Excerpt provided.

>> Start

The real goals of the Afghanistan escalation are domestic and electoral. Like Lyndon Johnson, who escalated in Vietnam, Obama lives in mortal fear of being called a wimp by Republicans.
Is it to get the job done? To rebuild Afghanistan? To kill Osama bin Laden and crush Al Qaeda? No, all those goals are nearly impossible. And Al Qaeda is too small and internationally defused to destroy.
The real purpose of these 30,000 soldiers is to make Obama look tough as he heads toward the next US presidential election.
The Bush administration discussed regime change in Iraq at one of its first cabinet meetings. Among other things, the administration wanted direct economic control, and indirect geostrategic control, over Iraq's vast oil wealth. That has been partially accomplished, as witnessed by the recent Exxon and Royal Dutch Shell deals there.
The only credible way into Iraq was via Afghanistan. On September 15, 2001, Deputy Secretary of Defense Paul Wolfowitz actually suggested that the United States skip an invasion of Afghanistan and go directly to Iraq. But that would have made coalition-building impossible. After all, Al Qaeda was in the Taliban's Afghanistan.
So, the Afghan invasion was done--but on the cheap, fast and light. And then for eight years Afghanistan festered as the forgotten other war.

>> End

Data.
>> Start

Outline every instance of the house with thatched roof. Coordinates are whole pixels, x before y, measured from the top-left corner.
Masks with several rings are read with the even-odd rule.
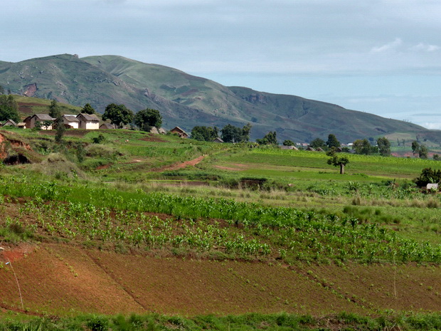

>> End

The tasks.
[A] In the passage on the Afghanistan escalation, duplicate the text word for word, starting at "The real goals" and ending at "wimp by Republicans.".
[B] According to the passage on the Afghanistan escalation, what did Paul Wolfowitz suggest on September 15, 2001?

Answers in order.
[A]
The real goals of the Afghanistan escalation are domestic and electoral. Like Lyndon Johnson, who escalated in Vietnam, Obama lives in mortal fear of being called a wimp by Republicans.

[B] He suggested that the United States skip an invasion of Afghanistan and go directly to Iraq.